--- BEGIN RECORDS FOR THE TASK ---
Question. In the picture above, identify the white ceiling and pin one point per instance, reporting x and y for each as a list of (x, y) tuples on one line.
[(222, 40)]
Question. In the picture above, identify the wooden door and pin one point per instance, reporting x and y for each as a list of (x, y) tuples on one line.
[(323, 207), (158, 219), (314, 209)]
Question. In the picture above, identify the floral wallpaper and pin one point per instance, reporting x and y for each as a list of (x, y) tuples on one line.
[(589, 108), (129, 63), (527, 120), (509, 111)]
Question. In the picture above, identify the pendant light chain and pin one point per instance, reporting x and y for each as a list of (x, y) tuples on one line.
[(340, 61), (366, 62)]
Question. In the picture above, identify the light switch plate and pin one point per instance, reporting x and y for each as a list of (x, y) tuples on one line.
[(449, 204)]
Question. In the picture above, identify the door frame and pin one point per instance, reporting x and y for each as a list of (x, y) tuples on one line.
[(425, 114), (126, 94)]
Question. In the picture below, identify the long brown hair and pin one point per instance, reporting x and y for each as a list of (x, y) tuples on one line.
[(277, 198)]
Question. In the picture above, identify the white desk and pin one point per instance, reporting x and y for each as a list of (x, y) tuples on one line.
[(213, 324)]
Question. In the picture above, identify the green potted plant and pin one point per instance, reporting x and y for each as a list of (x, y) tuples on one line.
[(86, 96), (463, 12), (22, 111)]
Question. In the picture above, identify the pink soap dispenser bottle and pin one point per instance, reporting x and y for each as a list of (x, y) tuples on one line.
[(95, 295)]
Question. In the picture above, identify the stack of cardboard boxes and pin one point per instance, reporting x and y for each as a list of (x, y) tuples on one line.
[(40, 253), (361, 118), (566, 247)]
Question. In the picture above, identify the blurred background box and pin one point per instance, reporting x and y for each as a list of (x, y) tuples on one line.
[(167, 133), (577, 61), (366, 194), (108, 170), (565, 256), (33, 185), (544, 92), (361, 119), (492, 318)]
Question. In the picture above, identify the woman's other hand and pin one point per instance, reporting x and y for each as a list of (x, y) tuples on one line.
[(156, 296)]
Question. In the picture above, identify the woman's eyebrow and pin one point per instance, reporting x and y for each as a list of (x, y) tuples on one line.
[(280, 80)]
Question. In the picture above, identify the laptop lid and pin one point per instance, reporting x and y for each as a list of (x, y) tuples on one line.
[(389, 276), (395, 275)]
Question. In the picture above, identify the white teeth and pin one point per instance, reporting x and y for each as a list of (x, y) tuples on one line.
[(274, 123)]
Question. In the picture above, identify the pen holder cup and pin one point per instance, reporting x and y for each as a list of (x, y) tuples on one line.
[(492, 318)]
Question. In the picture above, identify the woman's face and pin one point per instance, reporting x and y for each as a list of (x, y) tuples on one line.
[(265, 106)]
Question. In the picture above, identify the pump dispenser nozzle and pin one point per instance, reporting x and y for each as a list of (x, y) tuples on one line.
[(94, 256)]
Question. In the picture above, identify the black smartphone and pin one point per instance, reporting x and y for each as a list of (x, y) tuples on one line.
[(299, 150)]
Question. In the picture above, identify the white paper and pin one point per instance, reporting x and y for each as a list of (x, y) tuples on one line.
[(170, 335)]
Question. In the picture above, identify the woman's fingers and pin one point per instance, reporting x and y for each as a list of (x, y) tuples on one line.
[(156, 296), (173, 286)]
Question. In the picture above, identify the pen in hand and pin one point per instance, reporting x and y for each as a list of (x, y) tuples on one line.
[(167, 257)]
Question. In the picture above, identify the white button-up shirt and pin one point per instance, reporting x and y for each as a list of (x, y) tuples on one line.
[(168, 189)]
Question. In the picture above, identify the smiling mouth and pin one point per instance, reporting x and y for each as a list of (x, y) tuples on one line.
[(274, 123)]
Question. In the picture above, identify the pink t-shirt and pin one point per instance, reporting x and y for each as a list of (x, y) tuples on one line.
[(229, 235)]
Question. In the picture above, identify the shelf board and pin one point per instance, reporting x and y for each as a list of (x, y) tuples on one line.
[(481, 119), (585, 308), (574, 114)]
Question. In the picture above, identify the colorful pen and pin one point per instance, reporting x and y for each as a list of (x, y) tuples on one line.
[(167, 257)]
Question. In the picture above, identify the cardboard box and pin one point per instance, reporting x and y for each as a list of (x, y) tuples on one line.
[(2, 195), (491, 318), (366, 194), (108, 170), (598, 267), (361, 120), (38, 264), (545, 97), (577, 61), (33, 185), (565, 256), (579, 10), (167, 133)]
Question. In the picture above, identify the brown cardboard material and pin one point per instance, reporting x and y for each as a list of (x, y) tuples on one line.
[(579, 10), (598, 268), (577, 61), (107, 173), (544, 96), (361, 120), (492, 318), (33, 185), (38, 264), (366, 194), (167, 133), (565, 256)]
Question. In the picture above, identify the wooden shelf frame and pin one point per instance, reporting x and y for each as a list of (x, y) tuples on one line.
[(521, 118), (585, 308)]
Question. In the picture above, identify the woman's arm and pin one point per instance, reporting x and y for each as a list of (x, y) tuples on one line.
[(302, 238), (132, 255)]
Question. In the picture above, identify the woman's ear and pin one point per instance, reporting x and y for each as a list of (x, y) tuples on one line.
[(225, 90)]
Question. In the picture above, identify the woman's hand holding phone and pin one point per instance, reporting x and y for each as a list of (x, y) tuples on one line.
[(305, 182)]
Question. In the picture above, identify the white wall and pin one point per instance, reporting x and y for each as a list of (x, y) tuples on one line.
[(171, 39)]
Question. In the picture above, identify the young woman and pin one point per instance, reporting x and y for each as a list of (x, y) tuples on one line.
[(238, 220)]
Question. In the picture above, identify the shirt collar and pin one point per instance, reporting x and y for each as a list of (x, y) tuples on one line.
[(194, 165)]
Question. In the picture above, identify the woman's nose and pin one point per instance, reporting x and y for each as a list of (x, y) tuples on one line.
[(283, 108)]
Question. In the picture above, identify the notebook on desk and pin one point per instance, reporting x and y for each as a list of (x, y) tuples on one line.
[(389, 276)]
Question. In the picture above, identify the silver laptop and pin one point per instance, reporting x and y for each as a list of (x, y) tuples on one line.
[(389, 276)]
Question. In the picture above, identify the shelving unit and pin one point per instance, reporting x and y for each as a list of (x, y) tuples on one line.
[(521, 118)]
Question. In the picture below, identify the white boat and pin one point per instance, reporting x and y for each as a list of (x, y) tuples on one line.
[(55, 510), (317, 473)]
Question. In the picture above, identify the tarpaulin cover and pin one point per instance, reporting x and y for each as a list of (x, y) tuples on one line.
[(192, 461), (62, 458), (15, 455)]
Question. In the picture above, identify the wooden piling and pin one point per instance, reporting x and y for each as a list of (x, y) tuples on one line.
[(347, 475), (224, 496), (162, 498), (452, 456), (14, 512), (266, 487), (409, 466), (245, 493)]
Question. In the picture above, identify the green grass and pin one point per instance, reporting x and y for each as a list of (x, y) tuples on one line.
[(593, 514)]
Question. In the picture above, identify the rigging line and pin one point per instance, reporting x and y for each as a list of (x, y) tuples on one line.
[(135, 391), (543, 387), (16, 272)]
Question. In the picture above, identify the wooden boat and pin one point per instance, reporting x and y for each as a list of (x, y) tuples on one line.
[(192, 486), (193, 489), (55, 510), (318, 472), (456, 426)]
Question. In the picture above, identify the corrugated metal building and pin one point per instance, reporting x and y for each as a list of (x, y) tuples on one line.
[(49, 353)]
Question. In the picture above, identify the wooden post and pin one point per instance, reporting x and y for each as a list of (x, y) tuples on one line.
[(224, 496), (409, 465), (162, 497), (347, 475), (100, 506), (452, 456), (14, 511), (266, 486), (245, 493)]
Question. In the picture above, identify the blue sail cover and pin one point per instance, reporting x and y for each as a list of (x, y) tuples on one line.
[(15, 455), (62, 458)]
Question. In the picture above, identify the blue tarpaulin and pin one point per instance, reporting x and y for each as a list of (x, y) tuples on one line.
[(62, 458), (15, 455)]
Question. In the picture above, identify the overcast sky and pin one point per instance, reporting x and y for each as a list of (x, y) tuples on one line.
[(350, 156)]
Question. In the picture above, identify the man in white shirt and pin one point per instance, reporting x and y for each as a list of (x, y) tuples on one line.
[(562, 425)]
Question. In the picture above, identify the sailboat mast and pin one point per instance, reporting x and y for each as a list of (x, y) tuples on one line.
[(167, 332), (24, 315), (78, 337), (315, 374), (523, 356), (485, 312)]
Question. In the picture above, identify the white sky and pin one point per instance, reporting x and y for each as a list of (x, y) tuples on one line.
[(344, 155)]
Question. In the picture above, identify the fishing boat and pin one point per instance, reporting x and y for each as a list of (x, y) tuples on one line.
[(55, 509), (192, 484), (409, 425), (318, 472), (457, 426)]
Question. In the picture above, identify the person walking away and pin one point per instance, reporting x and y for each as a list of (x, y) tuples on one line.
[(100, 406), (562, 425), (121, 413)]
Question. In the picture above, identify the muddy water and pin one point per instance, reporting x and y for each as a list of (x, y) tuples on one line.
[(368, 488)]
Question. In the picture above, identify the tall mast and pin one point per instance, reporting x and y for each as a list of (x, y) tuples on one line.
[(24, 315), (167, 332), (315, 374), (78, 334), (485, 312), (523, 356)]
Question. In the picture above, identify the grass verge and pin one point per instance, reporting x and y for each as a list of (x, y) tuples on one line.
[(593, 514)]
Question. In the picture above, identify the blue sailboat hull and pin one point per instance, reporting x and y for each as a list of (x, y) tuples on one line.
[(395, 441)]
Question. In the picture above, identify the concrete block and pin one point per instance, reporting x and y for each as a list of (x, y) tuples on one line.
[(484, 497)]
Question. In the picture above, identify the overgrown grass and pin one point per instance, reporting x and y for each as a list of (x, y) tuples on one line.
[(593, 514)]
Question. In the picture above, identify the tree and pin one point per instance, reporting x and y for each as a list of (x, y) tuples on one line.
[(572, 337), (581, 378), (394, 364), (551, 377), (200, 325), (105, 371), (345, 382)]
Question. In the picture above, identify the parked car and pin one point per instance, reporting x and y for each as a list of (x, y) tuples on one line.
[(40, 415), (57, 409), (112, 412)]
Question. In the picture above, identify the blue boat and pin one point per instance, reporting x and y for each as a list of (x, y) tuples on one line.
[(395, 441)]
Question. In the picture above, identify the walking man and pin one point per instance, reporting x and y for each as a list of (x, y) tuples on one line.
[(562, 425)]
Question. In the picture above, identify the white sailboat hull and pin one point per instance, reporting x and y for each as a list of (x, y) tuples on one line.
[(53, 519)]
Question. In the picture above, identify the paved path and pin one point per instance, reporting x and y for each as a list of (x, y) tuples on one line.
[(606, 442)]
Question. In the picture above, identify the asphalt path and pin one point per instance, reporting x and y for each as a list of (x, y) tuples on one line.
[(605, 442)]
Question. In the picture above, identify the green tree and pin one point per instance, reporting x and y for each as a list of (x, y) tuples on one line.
--- END RECORDS FOR THE TASK ---
**EXERCISE AIM**.
Write out exactly the lines from the line holding "Question. In the picture above, identify the overgrown" through the last line of the data, and nothing besides those lines.

**TASK OUTPUT**.
Question. In the picture above, identify the overgrown grass and pin one point per instance, reporting x and y for each as a list of (x, y) tuples on one line.
[(593, 514)]
Question. In the picture above, identify the tree and pin one point per instance, reporting x and y for each as a list of (x, y) tuples on one line.
[(572, 337), (581, 378), (394, 364), (551, 377), (200, 325), (105, 371), (345, 382)]
Question. In the picture above, identify the parked car and pin one point per instance, reporting x and y for each as a list of (x, y) tuples on one line.
[(40, 415), (57, 409), (112, 412)]
Question. In the picture above, identify the blue boat and pin one point per instance, reporting x and y for each as a list of (x, y) tuples on one line.
[(395, 441)]
Question. In the picture above, identify the walking man and pin one point per instance, reporting x and y for each as a list of (x, y) tuples on one line.
[(562, 425)]
Question. In the picture above, identify the white sailboat hull and pin one point per instance, reporting x and y for each as a list of (x, y) tuples on one line.
[(53, 519)]
Question. In the picture above, identify the paved path and pin one point per instance, reporting x and y for each as a list of (x, y) tuples on one line.
[(606, 442)]
Question. In the picture above, identify the asphalt path and pin one point per instance, reporting x and y for each as a list of (x, y) tuples on one line.
[(605, 442)]
Question. In the picture above, identify the green tree and pin one point per instance, reporting x and y for each as a list of (x, y) tuples on one line.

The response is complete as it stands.